PROBLEM DESCRIPTION → Show every line below where "front" can be found.

--------------------

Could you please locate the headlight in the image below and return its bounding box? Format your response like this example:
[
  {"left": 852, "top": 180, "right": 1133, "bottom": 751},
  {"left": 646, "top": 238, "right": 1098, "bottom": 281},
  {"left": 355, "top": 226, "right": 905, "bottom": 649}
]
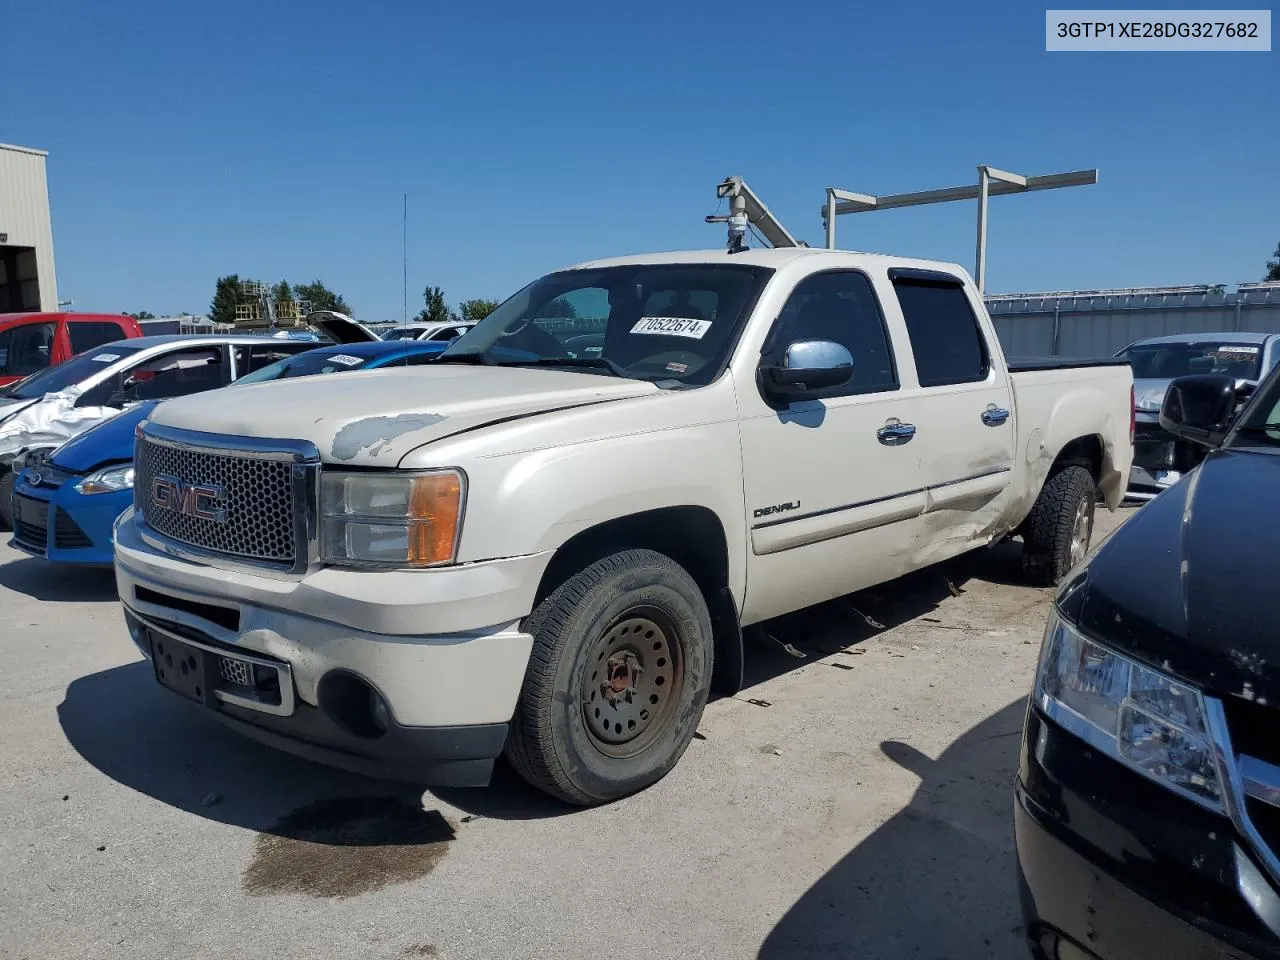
[
  {"left": 75, "top": 464, "right": 136, "bottom": 495},
  {"left": 320, "top": 470, "right": 465, "bottom": 567},
  {"left": 1035, "top": 607, "right": 1223, "bottom": 812}
]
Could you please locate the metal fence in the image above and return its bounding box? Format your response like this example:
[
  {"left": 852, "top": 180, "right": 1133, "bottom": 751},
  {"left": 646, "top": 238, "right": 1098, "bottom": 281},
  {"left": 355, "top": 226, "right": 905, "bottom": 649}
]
[{"left": 986, "top": 282, "right": 1280, "bottom": 359}]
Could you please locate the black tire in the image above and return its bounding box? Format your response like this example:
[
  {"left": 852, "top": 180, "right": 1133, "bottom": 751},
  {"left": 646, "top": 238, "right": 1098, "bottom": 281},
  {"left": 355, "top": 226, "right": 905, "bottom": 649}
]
[
  {"left": 0, "top": 470, "right": 13, "bottom": 530},
  {"left": 1021, "top": 465, "right": 1097, "bottom": 587},
  {"left": 505, "top": 549, "right": 714, "bottom": 806}
]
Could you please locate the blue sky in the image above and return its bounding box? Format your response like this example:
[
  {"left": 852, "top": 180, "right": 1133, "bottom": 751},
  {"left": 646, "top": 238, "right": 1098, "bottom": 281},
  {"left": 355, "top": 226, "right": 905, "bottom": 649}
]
[{"left": 4, "top": 0, "right": 1277, "bottom": 319}]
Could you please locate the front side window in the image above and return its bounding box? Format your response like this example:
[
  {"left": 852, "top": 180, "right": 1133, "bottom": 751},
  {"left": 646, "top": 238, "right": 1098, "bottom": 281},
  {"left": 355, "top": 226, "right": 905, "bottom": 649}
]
[
  {"left": 441, "top": 264, "right": 772, "bottom": 386},
  {"left": 1122, "top": 341, "right": 1265, "bottom": 382},
  {"left": 2, "top": 321, "right": 57, "bottom": 377},
  {"left": 763, "top": 271, "right": 898, "bottom": 396},
  {"left": 892, "top": 277, "right": 989, "bottom": 388},
  {"left": 124, "top": 347, "right": 228, "bottom": 402}
]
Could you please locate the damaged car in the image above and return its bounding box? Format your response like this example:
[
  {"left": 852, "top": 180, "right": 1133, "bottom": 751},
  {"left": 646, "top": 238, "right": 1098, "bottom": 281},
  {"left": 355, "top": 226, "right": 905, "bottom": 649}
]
[{"left": 1117, "top": 332, "right": 1280, "bottom": 500}]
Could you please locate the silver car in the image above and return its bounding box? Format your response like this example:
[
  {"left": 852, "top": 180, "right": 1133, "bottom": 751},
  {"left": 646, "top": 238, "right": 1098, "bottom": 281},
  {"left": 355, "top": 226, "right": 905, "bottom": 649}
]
[{"left": 1117, "top": 331, "right": 1280, "bottom": 499}]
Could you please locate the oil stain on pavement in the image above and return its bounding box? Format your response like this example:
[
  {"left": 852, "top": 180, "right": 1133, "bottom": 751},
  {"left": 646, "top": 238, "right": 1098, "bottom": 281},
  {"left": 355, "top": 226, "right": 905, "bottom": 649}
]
[{"left": 243, "top": 795, "right": 455, "bottom": 899}]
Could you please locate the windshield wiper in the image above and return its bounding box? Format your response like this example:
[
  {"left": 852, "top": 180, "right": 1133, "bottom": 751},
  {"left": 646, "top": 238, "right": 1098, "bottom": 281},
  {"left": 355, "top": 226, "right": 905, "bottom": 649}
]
[{"left": 494, "top": 356, "right": 633, "bottom": 379}]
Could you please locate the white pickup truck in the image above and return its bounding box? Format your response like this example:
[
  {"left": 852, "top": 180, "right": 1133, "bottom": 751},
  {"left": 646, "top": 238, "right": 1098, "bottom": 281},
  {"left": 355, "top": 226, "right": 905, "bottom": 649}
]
[{"left": 113, "top": 248, "right": 1133, "bottom": 805}]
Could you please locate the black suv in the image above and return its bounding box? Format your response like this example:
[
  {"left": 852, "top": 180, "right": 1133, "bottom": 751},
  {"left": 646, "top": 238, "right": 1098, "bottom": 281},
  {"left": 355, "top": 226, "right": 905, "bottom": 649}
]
[{"left": 1016, "top": 366, "right": 1280, "bottom": 960}]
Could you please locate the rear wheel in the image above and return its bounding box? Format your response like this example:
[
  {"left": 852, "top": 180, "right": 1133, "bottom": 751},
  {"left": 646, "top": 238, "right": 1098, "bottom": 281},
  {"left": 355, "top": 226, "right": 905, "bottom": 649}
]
[
  {"left": 505, "top": 549, "right": 713, "bottom": 806},
  {"left": 1021, "top": 465, "right": 1096, "bottom": 587}
]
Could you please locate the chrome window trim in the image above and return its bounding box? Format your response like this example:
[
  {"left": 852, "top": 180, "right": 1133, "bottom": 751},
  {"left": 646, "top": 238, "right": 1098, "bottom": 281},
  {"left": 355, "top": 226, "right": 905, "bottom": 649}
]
[{"left": 134, "top": 423, "right": 321, "bottom": 578}]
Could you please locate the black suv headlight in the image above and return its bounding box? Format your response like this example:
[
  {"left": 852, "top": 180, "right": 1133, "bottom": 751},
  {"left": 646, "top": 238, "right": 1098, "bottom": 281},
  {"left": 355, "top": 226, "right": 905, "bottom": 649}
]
[{"left": 1035, "top": 607, "right": 1224, "bottom": 813}]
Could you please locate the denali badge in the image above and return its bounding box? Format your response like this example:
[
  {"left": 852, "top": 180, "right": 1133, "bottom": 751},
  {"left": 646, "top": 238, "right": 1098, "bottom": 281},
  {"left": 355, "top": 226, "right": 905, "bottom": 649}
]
[
  {"left": 753, "top": 500, "right": 800, "bottom": 519},
  {"left": 151, "top": 475, "right": 228, "bottom": 522}
]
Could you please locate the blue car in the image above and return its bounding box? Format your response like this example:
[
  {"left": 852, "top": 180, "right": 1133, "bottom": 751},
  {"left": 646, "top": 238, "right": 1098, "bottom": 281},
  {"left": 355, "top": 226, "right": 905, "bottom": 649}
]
[{"left": 9, "top": 338, "right": 449, "bottom": 566}]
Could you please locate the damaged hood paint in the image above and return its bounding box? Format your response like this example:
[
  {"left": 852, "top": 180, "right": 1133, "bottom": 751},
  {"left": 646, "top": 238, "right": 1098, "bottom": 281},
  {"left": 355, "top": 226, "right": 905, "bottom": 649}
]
[
  {"left": 147, "top": 364, "right": 660, "bottom": 465},
  {"left": 1073, "top": 448, "right": 1280, "bottom": 704}
]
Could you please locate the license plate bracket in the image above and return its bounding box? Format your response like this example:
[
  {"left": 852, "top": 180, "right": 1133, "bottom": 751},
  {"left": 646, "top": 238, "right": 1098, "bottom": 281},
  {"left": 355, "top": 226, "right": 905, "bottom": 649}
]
[{"left": 149, "top": 631, "right": 218, "bottom": 706}]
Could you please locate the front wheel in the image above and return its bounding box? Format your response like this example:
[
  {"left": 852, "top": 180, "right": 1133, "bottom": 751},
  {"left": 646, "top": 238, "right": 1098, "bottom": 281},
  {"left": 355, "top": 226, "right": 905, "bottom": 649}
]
[
  {"left": 1021, "top": 465, "right": 1097, "bottom": 587},
  {"left": 505, "top": 549, "right": 714, "bottom": 806}
]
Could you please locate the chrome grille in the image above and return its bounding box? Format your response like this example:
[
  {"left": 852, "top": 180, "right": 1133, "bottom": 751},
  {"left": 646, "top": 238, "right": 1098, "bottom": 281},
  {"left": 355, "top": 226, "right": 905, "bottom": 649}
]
[
  {"left": 218, "top": 656, "right": 254, "bottom": 687},
  {"left": 136, "top": 436, "right": 297, "bottom": 564}
]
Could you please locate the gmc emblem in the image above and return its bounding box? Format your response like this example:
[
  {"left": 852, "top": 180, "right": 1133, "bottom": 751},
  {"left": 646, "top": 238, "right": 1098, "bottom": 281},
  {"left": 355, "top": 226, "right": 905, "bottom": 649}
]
[{"left": 151, "top": 474, "right": 228, "bottom": 523}]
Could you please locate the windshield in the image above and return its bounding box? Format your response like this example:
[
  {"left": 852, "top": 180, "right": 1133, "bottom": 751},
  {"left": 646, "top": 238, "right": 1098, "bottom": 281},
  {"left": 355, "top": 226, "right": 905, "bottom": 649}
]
[
  {"left": 440, "top": 263, "right": 772, "bottom": 385},
  {"left": 3, "top": 344, "right": 143, "bottom": 399},
  {"left": 381, "top": 327, "right": 422, "bottom": 341},
  {"left": 1121, "top": 341, "right": 1264, "bottom": 381},
  {"left": 235, "top": 349, "right": 378, "bottom": 384}
]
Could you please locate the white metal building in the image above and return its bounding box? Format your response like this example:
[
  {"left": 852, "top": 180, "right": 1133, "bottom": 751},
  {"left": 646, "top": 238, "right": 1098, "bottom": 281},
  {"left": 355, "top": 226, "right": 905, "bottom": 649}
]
[{"left": 0, "top": 143, "right": 58, "bottom": 312}]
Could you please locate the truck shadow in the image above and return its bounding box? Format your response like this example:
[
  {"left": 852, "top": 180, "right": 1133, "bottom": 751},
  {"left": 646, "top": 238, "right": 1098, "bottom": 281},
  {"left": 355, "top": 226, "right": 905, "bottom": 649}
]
[
  {"left": 437, "top": 539, "right": 1033, "bottom": 820},
  {"left": 0, "top": 555, "right": 117, "bottom": 602},
  {"left": 758, "top": 698, "right": 1030, "bottom": 959},
  {"left": 57, "top": 660, "right": 459, "bottom": 892}
]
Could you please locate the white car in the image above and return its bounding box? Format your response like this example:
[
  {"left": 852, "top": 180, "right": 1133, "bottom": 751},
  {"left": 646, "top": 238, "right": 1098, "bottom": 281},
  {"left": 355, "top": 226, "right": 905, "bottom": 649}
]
[
  {"left": 380, "top": 321, "right": 476, "bottom": 343},
  {"left": 114, "top": 248, "right": 1133, "bottom": 806}
]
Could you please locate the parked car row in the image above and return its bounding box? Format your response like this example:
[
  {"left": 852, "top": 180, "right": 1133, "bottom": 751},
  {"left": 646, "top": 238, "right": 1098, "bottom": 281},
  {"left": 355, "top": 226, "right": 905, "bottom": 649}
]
[{"left": 1115, "top": 331, "right": 1280, "bottom": 500}]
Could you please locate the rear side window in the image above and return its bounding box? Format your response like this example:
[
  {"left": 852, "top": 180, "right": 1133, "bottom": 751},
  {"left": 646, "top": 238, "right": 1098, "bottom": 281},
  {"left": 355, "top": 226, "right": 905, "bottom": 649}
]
[
  {"left": 234, "top": 343, "right": 312, "bottom": 375},
  {"left": 69, "top": 321, "right": 128, "bottom": 354},
  {"left": 891, "top": 277, "right": 989, "bottom": 388}
]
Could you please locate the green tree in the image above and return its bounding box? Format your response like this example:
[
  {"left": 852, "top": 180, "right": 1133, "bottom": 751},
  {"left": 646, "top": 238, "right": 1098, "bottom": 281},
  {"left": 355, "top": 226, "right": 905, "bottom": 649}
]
[
  {"left": 272, "top": 279, "right": 294, "bottom": 304},
  {"left": 126, "top": 311, "right": 156, "bottom": 320},
  {"left": 1266, "top": 242, "right": 1280, "bottom": 281},
  {"left": 416, "top": 285, "right": 453, "bottom": 324},
  {"left": 458, "top": 298, "right": 500, "bottom": 322},
  {"left": 539, "top": 296, "right": 578, "bottom": 319},
  {"left": 210, "top": 274, "right": 243, "bottom": 325},
  {"left": 294, "top": 280, "right": 352, "bottom": 316}
]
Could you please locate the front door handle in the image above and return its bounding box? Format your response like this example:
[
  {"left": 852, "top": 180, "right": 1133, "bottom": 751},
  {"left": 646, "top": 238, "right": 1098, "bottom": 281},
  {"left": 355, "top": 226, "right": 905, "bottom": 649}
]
[
  {"left": 981, "top": 405, "right": 1010, "bottom": 427},
  {"left": 877, "top": 419, "right": 916, "bottom": 446}
]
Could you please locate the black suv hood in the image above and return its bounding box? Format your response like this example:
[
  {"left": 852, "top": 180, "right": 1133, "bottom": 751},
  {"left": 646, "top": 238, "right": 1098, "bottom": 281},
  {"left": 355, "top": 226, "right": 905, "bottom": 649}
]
[{"left": 1074, "top": 448, "right": 1280, "bottom": 704}]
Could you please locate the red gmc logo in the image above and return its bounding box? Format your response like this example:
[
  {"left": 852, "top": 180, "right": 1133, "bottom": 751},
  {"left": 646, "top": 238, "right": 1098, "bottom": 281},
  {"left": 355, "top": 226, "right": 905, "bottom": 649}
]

--------------------

ANSWER BOX →
Could you please locate the front side window in the image above and return its bounding box? Format your response like this example:
Could you please locate the front wheel in the image above and return its bounding box? Format your response like this example:
Could you please locate the front door handle in the image above and return its bounding box? Format your response like this example:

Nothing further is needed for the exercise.